⟨

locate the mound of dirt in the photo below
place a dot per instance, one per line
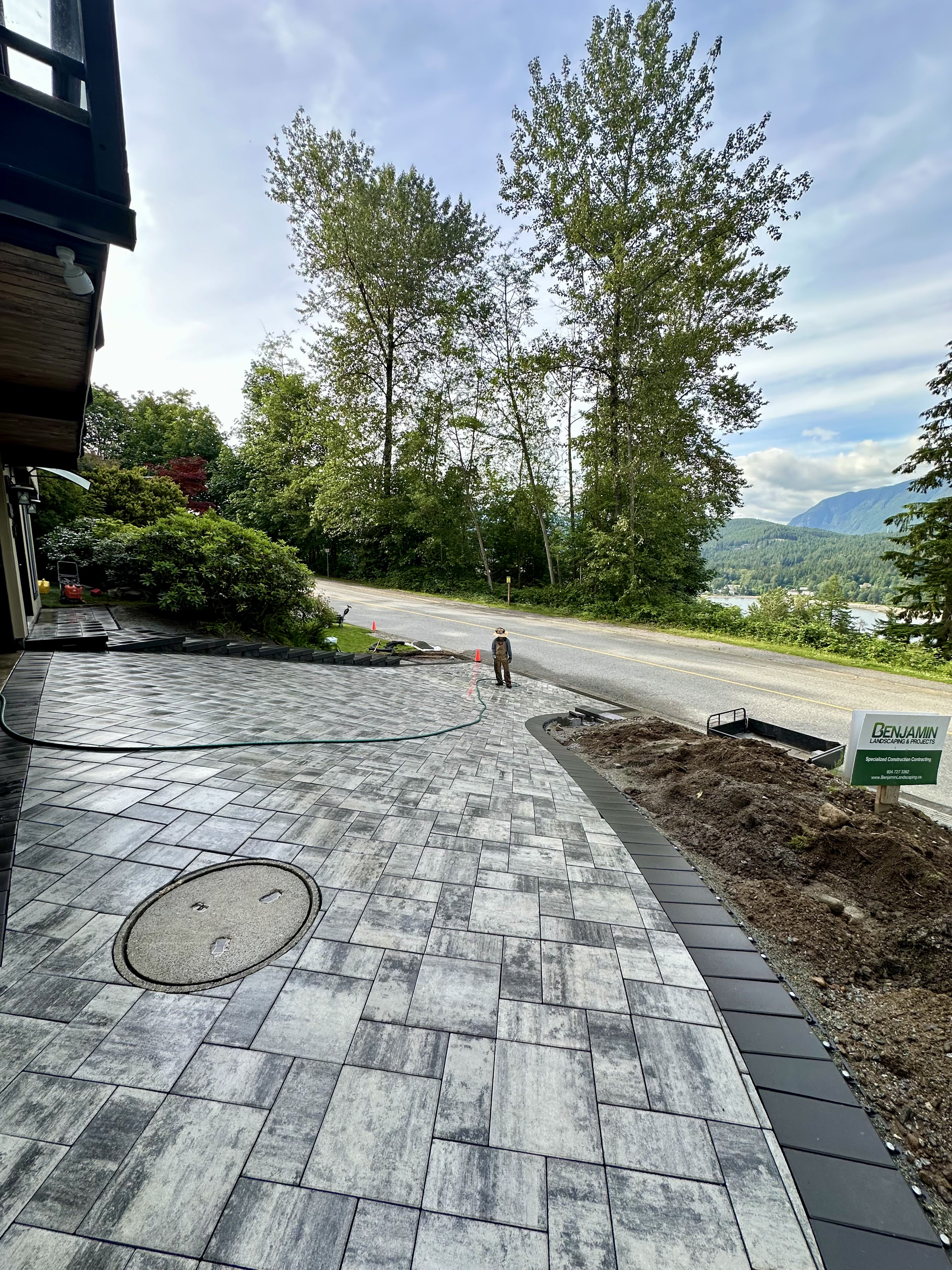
(855, 908)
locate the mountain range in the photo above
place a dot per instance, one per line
(756, 556)
(862, 511)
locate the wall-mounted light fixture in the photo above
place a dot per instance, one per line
(74, 276)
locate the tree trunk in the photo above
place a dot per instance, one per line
(536, 502)
(389, 412)
(569, 448)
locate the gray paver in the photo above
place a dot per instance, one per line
(286, 1141)
(579, 1220)
(653, 1142)
(522, 970)
(487, 1184)
(616, 1062)
(690, 1070)
(490, 970)
(578, 975)
(771, 1231)
(544, 1100)
(394, 1048)
(153, 1042)
(506, 912)
(50, 1108)
(272, 1227)
(231, 1075)
(391, 923)
(460, 1244)
(191, 1148)
(468, 1089)
(382, 1238)
(25, 1248)
(393, 988)
(673, 1223)
(542, 1025)
(456, 995)
(21, 1039)
(375, 1140)
(25, 1166)
(314, 1016)
(79, 1179)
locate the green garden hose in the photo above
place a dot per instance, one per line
(234, 745)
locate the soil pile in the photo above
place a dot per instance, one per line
(855, 908)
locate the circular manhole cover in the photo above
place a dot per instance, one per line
(216, 925)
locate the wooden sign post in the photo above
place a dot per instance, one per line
(889, 750)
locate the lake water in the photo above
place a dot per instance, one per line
(864, 616)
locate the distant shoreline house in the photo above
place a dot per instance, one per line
(64, 201)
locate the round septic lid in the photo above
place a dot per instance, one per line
(216, 925)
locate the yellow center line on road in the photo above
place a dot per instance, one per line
(642, 661)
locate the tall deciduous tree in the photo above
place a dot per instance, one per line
(654, 243)
(518, 373)
(925, 535)
(385, 257)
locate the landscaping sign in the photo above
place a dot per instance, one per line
(889, 748)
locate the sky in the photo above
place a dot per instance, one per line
(860, 94)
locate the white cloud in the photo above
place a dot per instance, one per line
(785, 483)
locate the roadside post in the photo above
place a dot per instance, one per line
(888, 750)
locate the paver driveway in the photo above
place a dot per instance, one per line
(492, 1052)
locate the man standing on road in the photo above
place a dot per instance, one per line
(502, 657)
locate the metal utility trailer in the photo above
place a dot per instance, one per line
(738, 723)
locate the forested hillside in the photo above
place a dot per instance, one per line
(864, 511)
(757, 556)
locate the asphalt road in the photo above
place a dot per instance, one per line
(677, 678)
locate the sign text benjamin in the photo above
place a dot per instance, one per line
(889, 748)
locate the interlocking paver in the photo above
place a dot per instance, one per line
(492, 1051)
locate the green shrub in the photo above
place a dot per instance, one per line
(61, 502)
(216, 571)
(204, 568)
(130, 495)
(103, 549)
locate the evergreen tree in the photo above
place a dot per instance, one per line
(925, 538)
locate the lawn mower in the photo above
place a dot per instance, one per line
(70, 586)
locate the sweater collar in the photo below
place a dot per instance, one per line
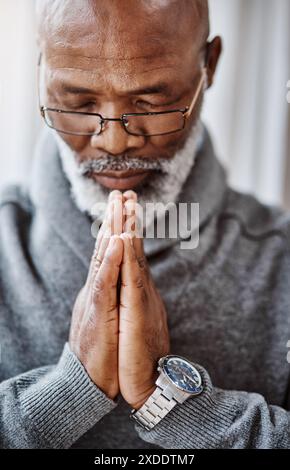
(50, 194)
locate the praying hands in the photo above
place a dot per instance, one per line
(119, 324)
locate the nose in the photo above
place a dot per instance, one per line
(115, 140)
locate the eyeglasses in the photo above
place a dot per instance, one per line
(139, 124)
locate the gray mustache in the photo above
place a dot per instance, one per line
(107, 163)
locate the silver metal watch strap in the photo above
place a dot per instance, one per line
(156, 407)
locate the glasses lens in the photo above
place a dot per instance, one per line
(70, 123)
(156, 124)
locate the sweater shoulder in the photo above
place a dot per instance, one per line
(14, 194)
(16, 211)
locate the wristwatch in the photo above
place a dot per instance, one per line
(177, 381)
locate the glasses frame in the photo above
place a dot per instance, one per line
(186, 113)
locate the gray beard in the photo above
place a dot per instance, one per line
(163, 186)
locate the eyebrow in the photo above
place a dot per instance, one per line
(160, 88)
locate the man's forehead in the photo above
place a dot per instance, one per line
(119, 29)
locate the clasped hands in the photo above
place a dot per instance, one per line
(119, 323)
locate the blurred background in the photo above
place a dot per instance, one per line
(246, 111)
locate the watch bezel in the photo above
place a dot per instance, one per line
(161, 368)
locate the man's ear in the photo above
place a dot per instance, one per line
(213, 53)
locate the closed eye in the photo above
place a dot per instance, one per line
(153, 107)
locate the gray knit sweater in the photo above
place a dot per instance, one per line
(228, 304)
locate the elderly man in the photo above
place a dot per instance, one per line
(194, 340)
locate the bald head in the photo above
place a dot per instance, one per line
(69, 22)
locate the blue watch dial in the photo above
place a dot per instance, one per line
(182, 374)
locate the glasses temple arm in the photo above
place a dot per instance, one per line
(197, 93)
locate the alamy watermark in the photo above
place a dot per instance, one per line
(157, 220)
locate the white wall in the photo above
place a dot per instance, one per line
(246, 110)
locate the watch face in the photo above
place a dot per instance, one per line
(182, 374)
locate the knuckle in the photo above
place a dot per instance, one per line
(98, 288)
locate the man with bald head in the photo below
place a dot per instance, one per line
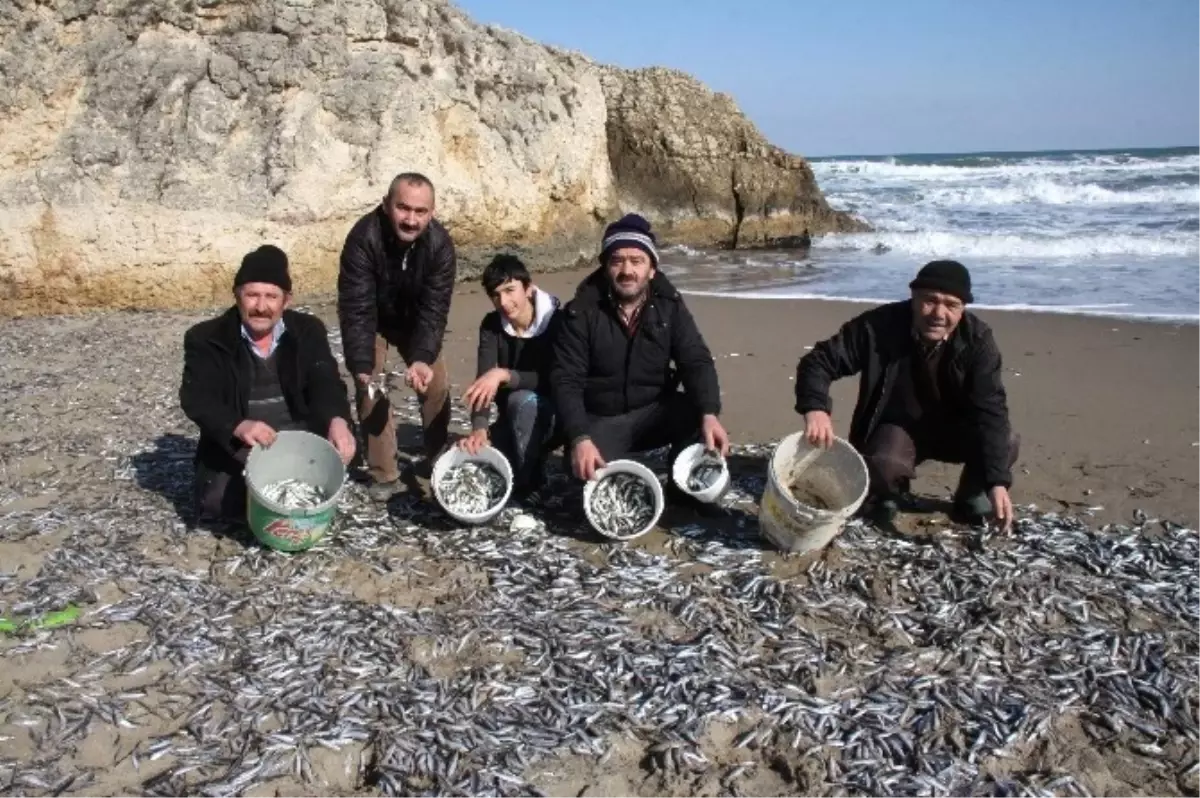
(394, 289)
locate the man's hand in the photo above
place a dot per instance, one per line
(1002, 507)
(342, 438)
(819, 429)
(474, 442)
(483, 391)
(586, 460)
(419, 376)
(715, 437)
(255, 433)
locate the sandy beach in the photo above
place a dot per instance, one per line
(407, 655)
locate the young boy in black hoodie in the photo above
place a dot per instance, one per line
(515, 347)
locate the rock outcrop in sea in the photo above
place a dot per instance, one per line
(145, 145)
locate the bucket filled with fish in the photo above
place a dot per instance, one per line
(292, 490)
(701, 473)
(810, 493)
(624, 501)
(472, 489)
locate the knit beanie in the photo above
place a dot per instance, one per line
(267, 264)
(630, 231)
(947, 277)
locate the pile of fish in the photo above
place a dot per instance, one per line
(622, 504)
(294, 493)
(1063, 660)
(705, 472)
(471, 489)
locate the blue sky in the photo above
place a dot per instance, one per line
(838, 77)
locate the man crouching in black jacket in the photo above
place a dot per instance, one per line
(252, 371)
(930, 389)
(612, 378)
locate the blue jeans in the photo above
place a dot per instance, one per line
(525, 432)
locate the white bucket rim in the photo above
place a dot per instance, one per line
(455, 456)
(625, 467)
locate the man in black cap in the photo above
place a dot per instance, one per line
(627, 345)
(930, 389)
(252, 371)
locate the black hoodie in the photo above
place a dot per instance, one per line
(599, 369)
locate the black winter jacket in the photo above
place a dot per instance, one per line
(527, 359)
(388, 288)
(600, 370)
(215, 390)
(875, 343)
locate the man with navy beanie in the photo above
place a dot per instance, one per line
(625, 348)
(930, 389)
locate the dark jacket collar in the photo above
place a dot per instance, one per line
(597, 287)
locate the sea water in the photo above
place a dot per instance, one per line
(1113, 233)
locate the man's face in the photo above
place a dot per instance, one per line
(630, 271)
(261, 306)
(409, 208)
(936, 315)
(513, 298)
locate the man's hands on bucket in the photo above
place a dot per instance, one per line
(1002, 507)
(481, 393)
(255, 433)
(586, 460)
(419, 376)
(715, 437)
(342, 438)
(819, 429)
(474, 442)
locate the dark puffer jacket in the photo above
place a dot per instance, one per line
(877, 342)
(600, 370)
(387, 287)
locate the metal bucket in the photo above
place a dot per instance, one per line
(810, 493)
(301, 456)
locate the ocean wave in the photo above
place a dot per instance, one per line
(1012, 246)
(892, 169)
(1110, 310)
(1048, 192)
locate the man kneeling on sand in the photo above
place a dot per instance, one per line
(513, 370)
(256, 370)
(930, 389)
(612, 378)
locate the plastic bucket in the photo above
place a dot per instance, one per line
(301, 456)
(682, 471)
(456, 456)
(624, 467)
(810, 493)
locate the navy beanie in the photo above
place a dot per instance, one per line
(267, 264)
(630, 231)
(947, 277)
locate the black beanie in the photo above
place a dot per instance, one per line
(267, 264)
(947, 277)
(630, 231)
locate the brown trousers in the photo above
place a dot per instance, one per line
(379, 425)
(892, 457)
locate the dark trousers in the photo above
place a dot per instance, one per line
(220, 496)
(893, 454)
(525, 433)
(673, 423)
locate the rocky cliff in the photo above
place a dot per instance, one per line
(147, 144)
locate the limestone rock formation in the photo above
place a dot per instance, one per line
(147, 144)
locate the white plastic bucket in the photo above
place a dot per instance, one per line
(682, 469)
(834, 477)
(456, 456)
(625, 467)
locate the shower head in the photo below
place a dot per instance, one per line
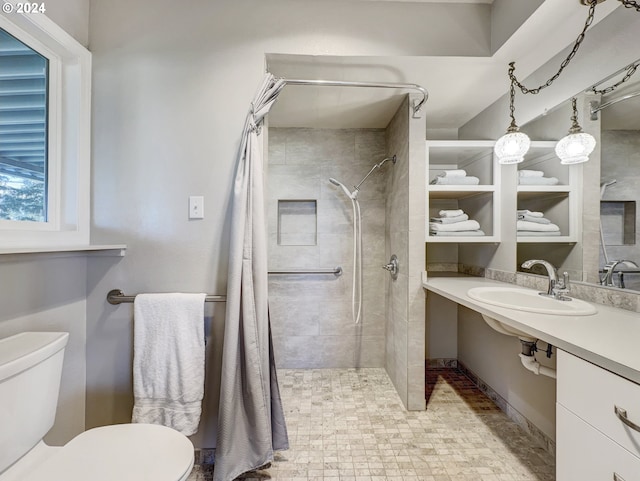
(376, 166)
(604, 185)
(381, 163)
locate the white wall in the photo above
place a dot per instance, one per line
(47, 293)
(172, 84)
(609, 46)
(72, 16)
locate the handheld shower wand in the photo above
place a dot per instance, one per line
(377, 166)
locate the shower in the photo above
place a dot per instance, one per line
(356, 290)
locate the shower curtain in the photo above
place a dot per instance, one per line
(251, 421)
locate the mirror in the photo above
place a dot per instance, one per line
(619, 257)
(607, 251)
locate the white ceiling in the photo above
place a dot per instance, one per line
(459, 87)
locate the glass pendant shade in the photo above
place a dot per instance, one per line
(575, 148)
(512, 147)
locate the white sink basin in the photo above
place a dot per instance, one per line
(529, 300)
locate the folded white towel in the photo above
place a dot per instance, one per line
(458, 226)
(453, 173)
(532, 218)
(537, 181)
(450, 213)
(530, 173)
(531, 233)
(168, 360)
(469, 180)
(530, 213)
(450, 220)
(464, 233)
(534, 226)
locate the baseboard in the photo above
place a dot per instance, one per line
(539, 437)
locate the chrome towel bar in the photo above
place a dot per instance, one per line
(116, 296)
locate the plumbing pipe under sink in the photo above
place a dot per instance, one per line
(528, 360)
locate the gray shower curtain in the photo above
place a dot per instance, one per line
(251, 421)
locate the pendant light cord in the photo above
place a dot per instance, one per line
(630, 4)
(565, 62)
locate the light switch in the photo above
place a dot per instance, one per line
(196, 207)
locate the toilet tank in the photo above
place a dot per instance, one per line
(30, 370)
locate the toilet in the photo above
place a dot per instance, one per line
(30, 372)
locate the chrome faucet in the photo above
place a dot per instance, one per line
(557, 287)
(609, 268)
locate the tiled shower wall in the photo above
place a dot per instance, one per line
(311, 314)
(620, 156)
(405, 340)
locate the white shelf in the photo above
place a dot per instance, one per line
(542, 189)
(557, 239)
(458, 191)
(487, 239)
(480, 202)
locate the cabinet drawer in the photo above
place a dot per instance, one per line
(583, 453)
(592, 393)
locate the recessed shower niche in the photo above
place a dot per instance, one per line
(297, 222)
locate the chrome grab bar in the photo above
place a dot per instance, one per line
(337, 271)
(116, 296)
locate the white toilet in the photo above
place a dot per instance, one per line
(30, 371)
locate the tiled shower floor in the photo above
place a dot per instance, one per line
(349, 424)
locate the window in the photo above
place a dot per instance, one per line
(23, 131)
(44, 135)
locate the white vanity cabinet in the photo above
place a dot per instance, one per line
(480, 202)
(593, 440)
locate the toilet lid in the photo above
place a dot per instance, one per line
(122, 452)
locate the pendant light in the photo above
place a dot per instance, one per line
(575, 147)
(512, 146)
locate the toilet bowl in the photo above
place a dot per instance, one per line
(30, 369)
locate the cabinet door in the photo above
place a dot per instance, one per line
(593, 393)
(585, 454)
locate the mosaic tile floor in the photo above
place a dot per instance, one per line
(350, 425)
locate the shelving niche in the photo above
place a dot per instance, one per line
(480, 202)
(559, 203)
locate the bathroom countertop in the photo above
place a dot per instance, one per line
(610, 338)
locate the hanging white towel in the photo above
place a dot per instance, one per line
(168, 360)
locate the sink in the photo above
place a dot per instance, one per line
(529, 300)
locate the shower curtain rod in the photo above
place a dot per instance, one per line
(389, 85)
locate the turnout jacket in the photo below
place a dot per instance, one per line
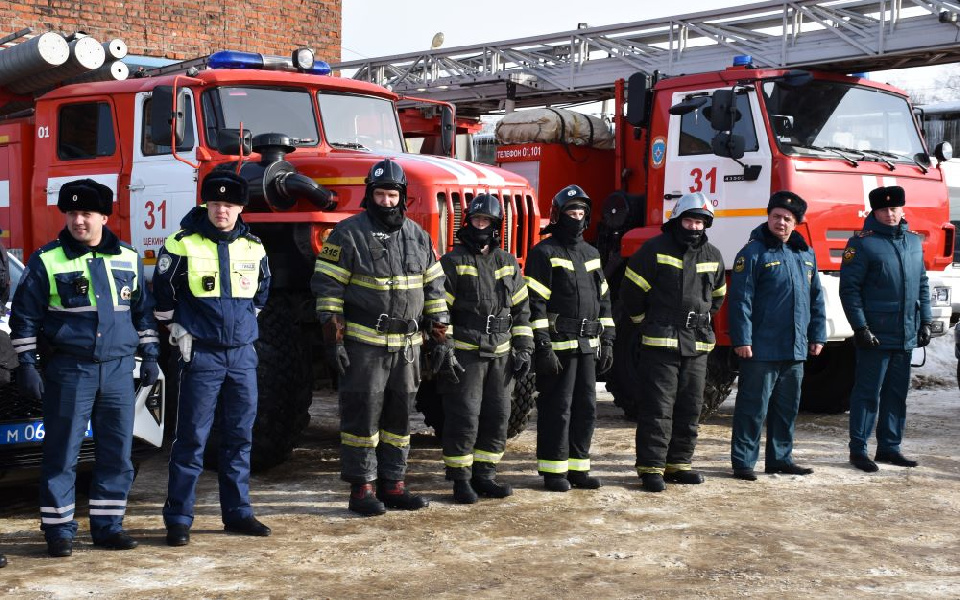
(487, 296)
(566, 284)
(212, 283)
(372, 276)
(673, 291)
(776, 303)
(883, 283)
(83, 301)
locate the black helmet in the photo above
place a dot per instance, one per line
(569, 197)
(387, 175)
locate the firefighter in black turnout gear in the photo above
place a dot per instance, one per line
(572, 328)
(490, 331)
(379, 288)
(672, 287)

⟩

Required work
Give the rows between the lines holding "locate the yellow" and "(492, 1052)", inclusive, as a two-column CSV with the header instruction,points. Write one CSV line per row, with the row's wording in one quoted field and its answer in the other, replacing line breaks with spaces.

Answer for the task
instruction,points
"locate the yellow center line on road in the photo above place a dot per instance, one per line","(642, 661)"
"locate the tall deciduous tree in the photo above place a dot per instance, one per line","(654, 243) (518, 373) (925, 535) (385, 257)"
"locate the landscaping sign in the photo above place a dot per instance, one per line","(889, 748)"
"locate the sky in the photo above place a dot per instance, one per line","(860, 94)"
"locate the white cloud in the photo above place a dot per instance, one per line","(785, 483)"
"locate the roadside post in the photo above place a dot per instance, one per line","(888, 750)"
"locate the paver driveway in the photo above place a dot per instance, one per line","(492, 1052)"